## Task objective:
Your task is to return the data below, word for word.

## Point localization data:

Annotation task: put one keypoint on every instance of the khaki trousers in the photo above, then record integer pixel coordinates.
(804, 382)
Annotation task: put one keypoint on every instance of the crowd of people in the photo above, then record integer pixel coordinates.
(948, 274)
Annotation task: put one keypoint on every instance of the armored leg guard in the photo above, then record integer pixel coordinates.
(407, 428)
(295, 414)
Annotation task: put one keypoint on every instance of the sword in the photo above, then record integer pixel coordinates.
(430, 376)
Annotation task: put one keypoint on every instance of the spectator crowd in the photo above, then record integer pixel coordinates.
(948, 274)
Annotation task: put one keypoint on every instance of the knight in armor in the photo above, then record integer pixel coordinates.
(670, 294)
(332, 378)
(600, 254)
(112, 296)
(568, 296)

## Task result:
Annotation task: put one keypoint on every instance of the khaki trousers in the photo above, then record integer pixel coordinates.
(804, 382)
Annotation task: put one keypoint on every instance of the crowd of people in the photo above, then record integer pixel coordinates.
(948, 274)
Annotation task: put one keypoint on every instance of the armored leg guard in the photo above, then record integer pixel coordinates.
(407, 428)
(295, 414)
Annotation task: put one keypoint on every instance of the sword in the photo above, then record integer pixel coordinates.
(430, 376)
Annotation task: put one keypoint on every instance of the spectator crowd in the photo above, then record integer pixel coordinates.
(948, 274)
Annotation task: put one keypoint on every instance of the knight in armor in the photo above, then record integer pixel coordinates.
(670, 294)
(332, 378)
(600, 254)
(112, 296)
(568, 296)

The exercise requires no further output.